**WRITTEN EXERCISE**
Copy the lines of the material below verbatim, leaving out the pictures.

# START OF AVAILABLE DATA

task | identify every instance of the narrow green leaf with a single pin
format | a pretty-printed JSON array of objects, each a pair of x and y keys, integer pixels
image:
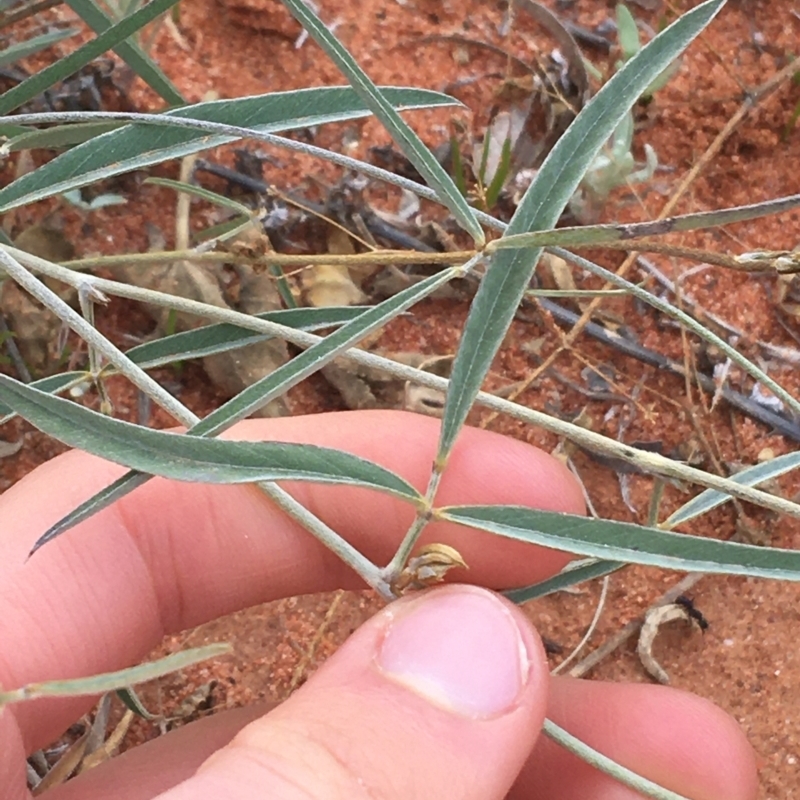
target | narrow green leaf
[
  {"x": 601, "y": 234},
  {"x": 141, "y": 145},
  {"x": 510, "y": 272},
  {"x": 202, "y": 194},
  {"x": 58, "y": 136},
  {"x": 97, "y": 502},
  {"x": 310, "y": 361},
  {"x": 31, "y": 46},
  {"x": 627, "y": 32},
  {"x": 640, "y": 785},
  {"x": 261, "y": 392},
  {"x": 64, "y": 67},
  {"x": 220, "y": 338},
  {"x": 571, "y": 576},
  {"x": 191, "y": 458},
  {"x": 129, "y": 51},
  {"x": 407, "y": 140},
  {"x": 710, "y": 498},
  {"x": 51, "y": 384},
  {"x": 111, "y": 681},
  {"x": 623, "y": 541}
]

# END OF AVAILABLE DATA

**SOLUTION BELOW**
task | identify every instance of the narrow green leaf with a single pin
format | a pretty-printed JSON array of objects, each a pair of x and y keys, integer pixels
image:
target | narrow green leaf
[
  {"x": 601, "y": 234},
  {"x": 141, "y": 145},
  {"x": 510, "y": 272},
  {"x": 202, "y": 194},
  {"x": 58, "y": 136},
  {"x": 97, "y": 502},
  {"x": 310, "y": 361},
  {"x": 31, "y": 46},
  {"x": 627, "y": 32},
  {"x": 640, "y": 785},
  {"x": 261, "y": 392},
  {"x": 64, "y": 67},
  {"x": 220, "y": 338},
  {"x": 571, "y": 576},
  {"x": 191, "y": 458},
  {"x": 129, "y": 51},
  {"x": 407, "y": 140},
  {"x": 710, "y": 498},
  {"x": 51, "y": 384},
  {"x": 111, "y": 681},
  {"x": 623, "y": 541}
]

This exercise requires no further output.